(YOUR INSTRUCTIONS) Can the data below be echoed back word for word?

== Segment start ==

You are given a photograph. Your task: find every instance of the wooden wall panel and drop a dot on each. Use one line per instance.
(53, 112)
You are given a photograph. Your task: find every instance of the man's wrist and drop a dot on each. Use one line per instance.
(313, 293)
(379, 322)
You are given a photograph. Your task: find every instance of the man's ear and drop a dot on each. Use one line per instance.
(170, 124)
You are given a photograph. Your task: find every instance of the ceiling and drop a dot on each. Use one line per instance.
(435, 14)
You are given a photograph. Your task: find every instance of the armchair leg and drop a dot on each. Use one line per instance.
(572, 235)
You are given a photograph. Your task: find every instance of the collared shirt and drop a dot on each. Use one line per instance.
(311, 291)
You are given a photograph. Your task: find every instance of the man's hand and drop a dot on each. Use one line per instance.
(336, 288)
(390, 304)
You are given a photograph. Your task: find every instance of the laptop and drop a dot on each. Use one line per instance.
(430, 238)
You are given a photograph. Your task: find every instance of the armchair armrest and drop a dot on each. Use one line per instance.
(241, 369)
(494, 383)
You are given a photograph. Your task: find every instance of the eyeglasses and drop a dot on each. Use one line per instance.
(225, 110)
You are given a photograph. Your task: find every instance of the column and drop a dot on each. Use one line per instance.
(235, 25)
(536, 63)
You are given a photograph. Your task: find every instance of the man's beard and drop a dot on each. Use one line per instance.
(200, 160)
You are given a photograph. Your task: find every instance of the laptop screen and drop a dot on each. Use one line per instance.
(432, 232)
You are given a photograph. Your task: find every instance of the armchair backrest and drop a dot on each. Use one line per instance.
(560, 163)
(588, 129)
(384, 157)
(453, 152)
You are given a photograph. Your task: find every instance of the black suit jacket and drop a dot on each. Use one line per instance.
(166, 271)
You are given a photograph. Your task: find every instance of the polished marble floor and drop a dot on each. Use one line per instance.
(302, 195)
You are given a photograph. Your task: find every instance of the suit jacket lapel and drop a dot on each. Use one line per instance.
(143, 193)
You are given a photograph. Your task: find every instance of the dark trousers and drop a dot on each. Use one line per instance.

== Segment end ==

(SOLUTION)
You are given a photograph. Your task: find every instance of the wooden wall panel and drop a dot on each. Use one line per instance.
(53, 112)
You are given a photograph. Your task: find every instance of the man's wrist and drop a dot on each. Use one line per instance.
(313, 293)
(379, 322)
You are given a photograph. Your task: find every instance of the man's ear and drop a dot on each. Use one line per instance.
(170, 124)
You are given a photograph. Your task: find every instance of the ceiling and drop a dot on each. Use one line per instance.
(435, 14)
You are given a photograph. Your task: find every instance of the armchair leg and drop a dot on each. Use one line per instance.
(572, 235)
You are given a photograph. Your task: find every instance of the collared shirt and drop a dot on each. Use one line per instance.
(311, 291)
You are given a photograph. Your task: find every instance of the man's hand and drop a dot on each. Use one line per instance.
(336, 288)
(390, 304)
You are given a photograph. Your task: find every instance of the laptop and drop a dot on each. Use one line per instance.
(430, 238)
You are given a photograph. Your task: find every instance of the armchair armrest and drop a dot on each. Use one line per instance.
(241, 369)
(494, 383)
You are given a photograph. Your task: find every instance of the eyeglasses and drop a dot on each. Use one line per instance.
(225, 110)
You are given a photograph. Your task: find every instance of the column and drop a dot on each. Use one line per instance.
(235, 25)
(536, 63)
You are given a photograph. Your task: find every instance of the man's beard and drop a dot on each. Use one line per instance.
(200, 160)
You are given a photograph. Your task: find every instance of the laptop screen and drop a dot on each. Use one line per instance.
(432, 232)
You are given a photograph. Your task: find every instance of the armchair backrest and drop a dot on each. Use one line per instance.
(560, 163)
(588, 129)
(384, 157)
(453, 152)
You are given a photograph. Your task: find every instance of the black suit jacket and drop a dot on each. Use one line per instance.
(166, 271)
You are given a photograph. Your task: find every instance of the polished marble floor and drop a dot on each. Use one line per instance.
(302, 195)
You are given a photograph. Your task: find every instance of the suit jacket lapel and drop a dot on each. Use one line per instance.
(143, 193)
You are given a photograph. Your task: find every instance of the dark trousers and drop a dot on each. Use one line per instance.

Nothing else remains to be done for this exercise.